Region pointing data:
--------
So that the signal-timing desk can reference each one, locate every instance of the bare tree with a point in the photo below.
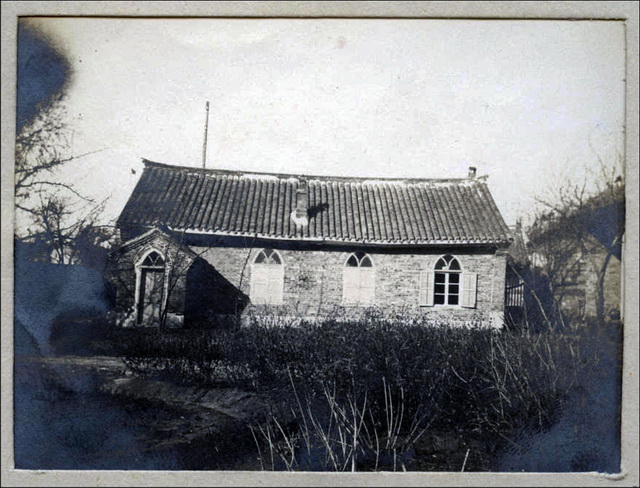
(52, 213)
(580, 232)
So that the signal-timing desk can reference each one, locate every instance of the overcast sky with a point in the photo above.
(530, 103)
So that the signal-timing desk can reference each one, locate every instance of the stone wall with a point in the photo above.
(218, 283)
(313, 282)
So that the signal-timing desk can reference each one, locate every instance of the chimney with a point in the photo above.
(300, 213)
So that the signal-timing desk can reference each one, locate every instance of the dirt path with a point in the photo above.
(175, 427)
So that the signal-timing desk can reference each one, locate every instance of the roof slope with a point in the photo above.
(381, 211)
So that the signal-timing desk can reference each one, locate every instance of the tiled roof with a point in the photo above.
(375, 211)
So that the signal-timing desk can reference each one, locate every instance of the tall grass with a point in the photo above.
(371, 395)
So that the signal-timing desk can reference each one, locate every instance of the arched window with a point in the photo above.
(153, 260)
(358, 280)
(447, 284)
(447, 281)
(267, 278)
(151, 288)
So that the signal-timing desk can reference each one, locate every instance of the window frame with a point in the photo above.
(447, 272)
(268, 275)
(139, 267)
(360, 274)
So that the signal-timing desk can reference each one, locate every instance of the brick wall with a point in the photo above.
(313, 283)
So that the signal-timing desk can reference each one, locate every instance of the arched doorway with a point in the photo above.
(151, 289)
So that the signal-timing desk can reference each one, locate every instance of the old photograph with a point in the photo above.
(319, 245)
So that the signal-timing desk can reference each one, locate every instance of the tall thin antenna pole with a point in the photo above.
(204, 143)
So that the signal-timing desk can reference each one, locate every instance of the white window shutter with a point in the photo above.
(367, 286)
(469, 289)
(276, 284)
(426, 288)
(259, 286)
(351, 285)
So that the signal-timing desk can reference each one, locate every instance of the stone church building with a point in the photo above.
(204, 244)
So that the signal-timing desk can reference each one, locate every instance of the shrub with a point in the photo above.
(328, 381)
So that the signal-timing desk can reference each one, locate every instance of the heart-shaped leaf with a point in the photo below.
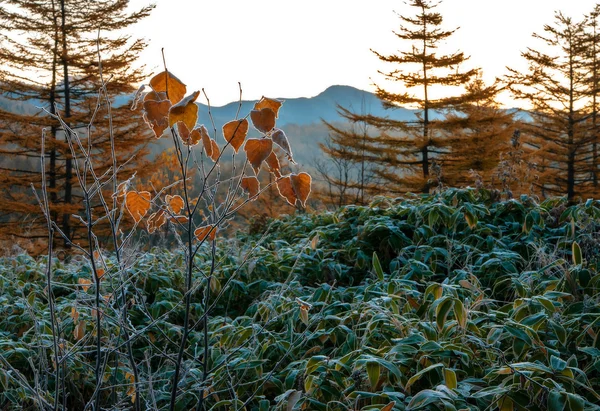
(166, 82)
(301, 184)
(266, 102)
(258, 150)
(138, 204)
(186, 110)
(251, 186)
(202, 232)
(279, 138)
(263, 119)
(235, 133)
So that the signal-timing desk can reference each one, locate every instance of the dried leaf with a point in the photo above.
(266, 102)
(251, 186)
(273, 163)
(263, 119)
(301, 184)
(85, 283)
(281, 140)
(156, 220)
(186, 110)
(176, 89)
(156, 115)
(175, 203)
(235, 133)
(258, 150)
(137, 204)
(389, 407)
(284, 186)
(74, 314)
(79, 331)
(202, 232)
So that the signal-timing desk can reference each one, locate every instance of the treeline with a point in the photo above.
(466, 137)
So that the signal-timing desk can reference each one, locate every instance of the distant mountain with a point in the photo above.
(305, 111)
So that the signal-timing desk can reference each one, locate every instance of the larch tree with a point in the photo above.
(555, 86)
(57, 54)
(479, 133)
(405, 150)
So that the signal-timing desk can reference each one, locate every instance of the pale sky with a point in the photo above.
(290, 48)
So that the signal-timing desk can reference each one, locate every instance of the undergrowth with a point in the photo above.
(453, 301)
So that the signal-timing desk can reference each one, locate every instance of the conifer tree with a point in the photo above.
(555, 87)
(405, 150)
(51, 51)
(479, 132)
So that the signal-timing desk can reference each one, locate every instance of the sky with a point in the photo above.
(291, 48)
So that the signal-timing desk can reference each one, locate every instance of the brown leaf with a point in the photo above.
(154, 96)
(202, 232)
(235, 133)
(273, 163)
(389, 407)
(263, 119)
(284, 186)
(214, 149)
(186, 110)
(79, 331)
(266, 102)
(258, 150)
(175, 203)
(84, 283)
(156, 115)
(301, 184)
(137, 204)
(281, 140)
(74, 314)
(156, 221)
(251, 186)
(176, 89)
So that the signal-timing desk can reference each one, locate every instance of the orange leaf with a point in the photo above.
(74, 314)
(137, 204)
(155, 115)
(301, 185)
(266, 102)
(186, 110)
(273, 163)
(202, 232)
(79, 331)
(257, 151)
(286, 190)
(281, 140)
(215, 151)
(85, 284)
(389, 407)
(156, 221)
(100, 272)
(235, 133)
(263, 119)
(251, 186)
(153, 95)
(176, 89)
(180, 219)
(175, 203)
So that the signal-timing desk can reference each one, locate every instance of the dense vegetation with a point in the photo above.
(452, 301)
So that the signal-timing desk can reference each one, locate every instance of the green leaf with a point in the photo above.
(442, 310)
(576, 253)
(377, 266)
(418, 375)
(374, 372)
(450, 378)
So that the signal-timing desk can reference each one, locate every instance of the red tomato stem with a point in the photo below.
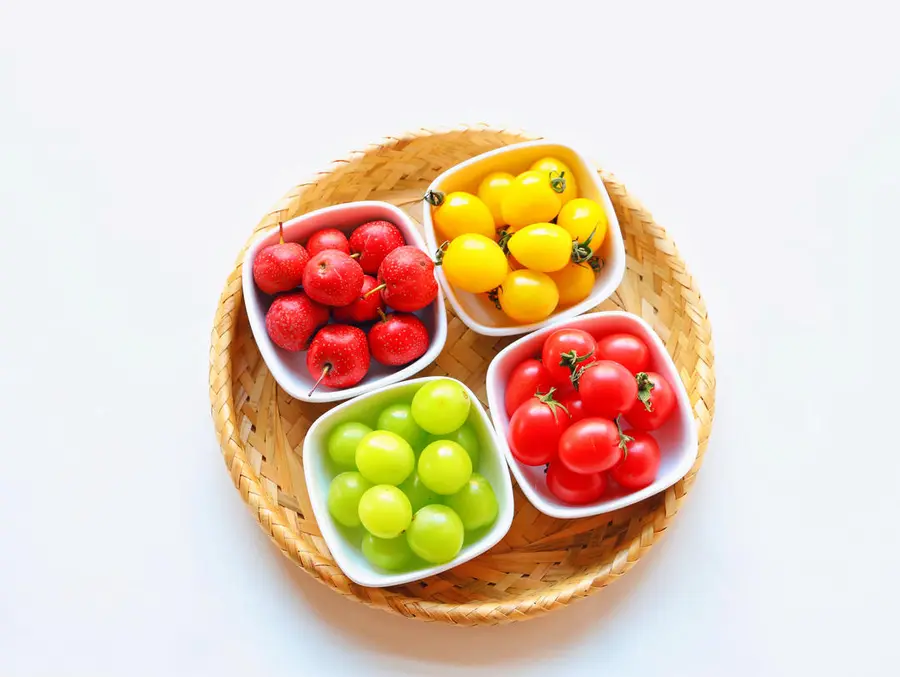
(645, 385)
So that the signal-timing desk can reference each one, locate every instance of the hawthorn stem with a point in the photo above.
(645, 386)
(325, 370)
(374, 289)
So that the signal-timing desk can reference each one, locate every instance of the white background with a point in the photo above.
(140, 143)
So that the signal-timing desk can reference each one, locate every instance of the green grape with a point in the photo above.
(475, 503)
(398, 419)
(342, 443)
(343, 497)
(441, 406)
(466, 437)
(385, 511)
(436, 534)
(444, 467)
(385, 458)
(418, 494)
(392, 554)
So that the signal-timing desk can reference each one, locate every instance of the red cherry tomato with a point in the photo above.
(591, 445)
(641, 463)
(627, 350)
(573, 487)
(565, 350)
(655, 403)
(607, 388)
(535, 428)
(572, 401)
(528, 378)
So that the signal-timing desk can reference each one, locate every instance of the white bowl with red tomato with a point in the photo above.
(343, 300)
(591, 414)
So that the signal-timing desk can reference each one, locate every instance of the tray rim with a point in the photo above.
(486, 612)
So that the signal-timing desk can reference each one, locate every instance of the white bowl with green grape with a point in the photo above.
(407, 481)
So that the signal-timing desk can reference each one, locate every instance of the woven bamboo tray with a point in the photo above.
(543, 563)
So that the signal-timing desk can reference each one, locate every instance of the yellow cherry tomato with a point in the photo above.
(491, 191)
(551, 164)
(531, 198)
(541, 246)
(459, 213)
(528, 296)
(575, 283)
(474, 263)
(581, 217)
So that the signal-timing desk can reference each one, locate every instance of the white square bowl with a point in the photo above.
(289, 368)
(677, 438)
(319, 473)
(475, 310)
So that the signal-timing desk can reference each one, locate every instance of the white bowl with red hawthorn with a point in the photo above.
(343, 300)
(591, 414)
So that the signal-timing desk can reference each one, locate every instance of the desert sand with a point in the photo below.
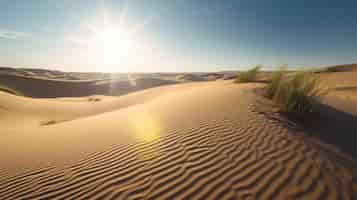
(199, 140)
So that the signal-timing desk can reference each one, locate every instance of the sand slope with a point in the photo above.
(187, 141)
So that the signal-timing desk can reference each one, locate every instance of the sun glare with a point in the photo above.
(113, 46)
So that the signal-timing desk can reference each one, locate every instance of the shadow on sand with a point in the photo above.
(327, 124)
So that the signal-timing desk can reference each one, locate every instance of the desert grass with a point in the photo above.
(299, 93)
(276, 79)
(10, 90)
(249, 75)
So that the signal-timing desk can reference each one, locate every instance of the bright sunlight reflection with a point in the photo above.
(112, 45)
--------
ABOUT THIS EXERCISE: A word-for-word copy of the entries is needed, with no pictures in it.

ANSWER TO THIS PROBLEM:
So that the signal-timing desk can reference each one, locate every instance of the bare tree with a point in the photo below.
(52, 213)
(580, 232)
So that the signal-timing desk can reference each one, locate every instance of the overcast sky with a point in the photo above.
(530, 103)
So that the signal-timing desk can reference each one, locate every instance of the stone wall with a point in the photo above.
(218, 283)
(313, 282)
So that the signal-timing desk can reference each one, locate every instance of the chimney with a point in the photo above.
(300, 213)
So that the signal-timing desk can reference each one, locate every instance of the dirt path with a point in the photo above.
(175, 427)
So that the signal-timing desk can reference each one, locate every instance of the roof slope with a point in the photo above.
(381, 211)
So that the signal-timing desk can reference each one, locate every instance of the tiled roof with a point in the photo above.
(375, 211)
So that the signal-timing desk can reference each one, locate every instance of the tall grass with a point in the photo above.
(371, 395)
So that the signal-timing desk can reference each one, locate every instance of the arched window with a point in the photo above.
(153, 260)
(358, 280)
(447, 284)
(447, 281)
(267, 278)
(151, 288)
So that the signal-timing desk can reference each one, locate every instance of the window frame with a point in the photo above.
(447, 272)
(268, 275)
(139, 267)
(360, 274)
So that the signal-timing desk can reference each one, locate every instance of the brick wall with a point in the photo above.
(313, 283)
So that the signal-timing desk can reference each one, locate every instance of the arched doorway with a point in the photo above.
(151, 289)
So that the signal-timing desk can reference each one, locate every instance of the old photograph with a point in the photo above.
(319, 245)
So that the signal-timing desk can reference each one, locate every instance of the tall thin antenna pole with a point in the photo above.
(204, 143)
So that the signal-timing desk can reference each one, locate every instance of the white window shutter with a point in the photo above.
(367, 286)
(469, 289)
(276, 284)
(426, 288)
(259, 286)
(351, 285)
So that the signal-timing desk can reference each one, locate every instance of the stone church building with a point in the photo above.
(204, 244)
So that the signal-timing desk can reference each one, locate every instance of the shrub with a point in the photo above.
(328, 381)
So that the signal-timing desk can reference each one, locate every instance of the heart-shaped leaf with a point in the photo below.
(166, 82)
(301, 184)
(266, 102)
(258, 150)
(138, 204)
(186, 110)
(251, 186)
(202, 232)
(279, 138)
(263, 119)
(235, 133)
So that the signal-timing desk can reference each one, locate every instance of the dried leaf with a point in the photo above.
(266, 102)
(251, 186)
(273, 163)
(263, 119)
(301, 184)
(85, 283)
(281, 140)
(156, 220)
(186, 110)
(176, 89)
(156, 115)
(175, 203)
(235, 133)
(258, 150)
(137, 204)
(389, 407)
(284, 186)
(74, 314)
(79, 331)
(202, 232)
So that the signal-timing desk can reference each one, locate every instance of the treeline with a point in the photo above.
(466, 137)
So that the signal-timing desk can reference each one, locate every instance of the distant mountain with a point in the photo above.
(305, 111)
So that the signal-timing desk can reference each one, locate every instance of the larch tree with a point in the photo above.
(555, 86)
(57, 54)
(479, 133)
(405, 150)
So that the signal-timing desk can reference each one, locate every instance of the pale sky with a point in the photo above.
(290, 48)
So that the signal-timing desk can reference each one, locate every instance of the undergrowth with a point in the photo above.
(453, 301)
So that the signal-timing desk can reference each one, locate every instance of the conifer tree with a point in the photo above.
(555, 87)
(405, 150)
(51, 51)
(479, 132)
So that the signal-timing desk can reference each one, locate every instance of the sky with a point in the photo above.
(291, 48)
So that the signal-timing desk can reference each one, locate every instance of the brown leaf with a point in the photo above.
(154, 96)
(202, 232)
(235, 133)
(273, 163)
(389, 407)
(263, 119)
(284, 186)
(214, 149)
(186, 110)
(79, 331)
(266, 102)
(258, 150)
(175, 203)
(84, 283)
(156, 115)
(301, 184)
(137, 204)
(281, 140)
(74, 314)
(156, 221)
(251, 186)
(176, 89)
So that the signal-timing desk can reference each one, locate every instance of the orange leaf with a point in the photo above.
(74, 314)
(137, 204)
(155, 115)
(301, 185)
(266, 102)
(186, 110)
(273, 163)
(202, 232)
(79, 331)
(257, 151)
(286, 190)
(281, 140)
(215, 151)
(85, 284)
(389, 407)
(156, 221)
(100, 272)
(235, 133)
(263, 119)
(251, 186)
(153, 95)
(176, 89)
(180, 219)
(175, 203)
So that the signal-timing desk can reference each one, locate every instance of the dense vegetation with a point in the photo above.
(452, 301)
So that the signal-timing desk can reference each one, locate every instance of the green leaf with a point in the photo above.
(442, 310)
(576, 253)
(377, 266)
(418, 375)
(374, 372)
(450, 378)
So that the signal-timing desk can reference each one, locate every instance of the red tomato stem with a point in the photo below.
(645, 385)
So that the signal-timing desk can reference each one, locate every instance of the hawthorn stem with a point in the photo above.
(645, 386)
(325, 370)
(374, 289)
So that the signal-timing desk can reference each one, locate every instance of the white background with a point in the photo above.
(140, 143)
So that the signal-timing desk can reference each one, locate every instance of the green grape with a point in the photo above.
(475, 503)
(398, 419)
(342, 443)
(343, 497)
(441, 406)
(466, 437)
(385, 511)
(436, 534)
(444, 467)
(385, 458)
(418, 494)
(392, 554)
So that the signal-timing desk can reference each one, locate every instance of the red cherry tomato with a point in the photo above.
(591, 445)
(641, 463)
(627, 350)
(573, 487)
(565, 350)
(655, 403)
(607, 388)
(535, 428)
(572, 401)
(528, 378)
So that the signal-timing desk can reference each one, locate every instance of the white bowl with red tomato with a point in the photo above.
(343, 300)
(591, 414)
So that the signal-timing desk can reference each one, locate every instance of the tray rim with a point in the photo above.
(486, 612)
So that the signal-timing desk can reference each one, locate every instance of the white bowl with green grape with a point in the photo above.
(407, 481)
So that the signal-timing desk can reference each one, locate every instance of the woven bamboo tray with a point in the photo above.
(543, 563)
So that the signal-timing desk can reference each one, locate every instance of the yellow cherry tomato with a point in the photo above.
(491, 191)
(551, 164)
(531, 198)
(541, 246)
(459, 213)
(528, 296)
(575, 283)
(474, 263)
(581, 217)
So that the signal-timing desk can reference each one, locate every instance of the white square bowl with a point in the photo above.
(289, 368)
(677, 438)
(319, 473)
(475, 310)
So that the signal-timing desk can reference each one, locate every instance of the white bowl with red hawthorn with a point in the photo above.
(343, 300)
(591, 414)
So that the signal-timing desk can reference each one, locate every instance of the desert sand with a point in the photo below.
(199, 140)
So that the signal-timing desk can reference each one, locate every instance of the sand slope with a point in the photo above.
(187, 141)
So that the signal-timing desk can reference each one, locate every instance of the sun glare with a point in the photo above.
(113, 46)
So that the signal-timing desk can reference each one, locate every instance of the shadow on sand with a point in the photo above.
(327, 124)
So that the signal-timing desk can reference each one, locate every instance of the desert grass with a point in the photo above.
(299, 93)
(276, 79)
(10, 90)
(249, 75)
So that the signal-timing desk can reference each one, locate every instance of the bright sunlight reflection with a point in the photo above.
(112, 45)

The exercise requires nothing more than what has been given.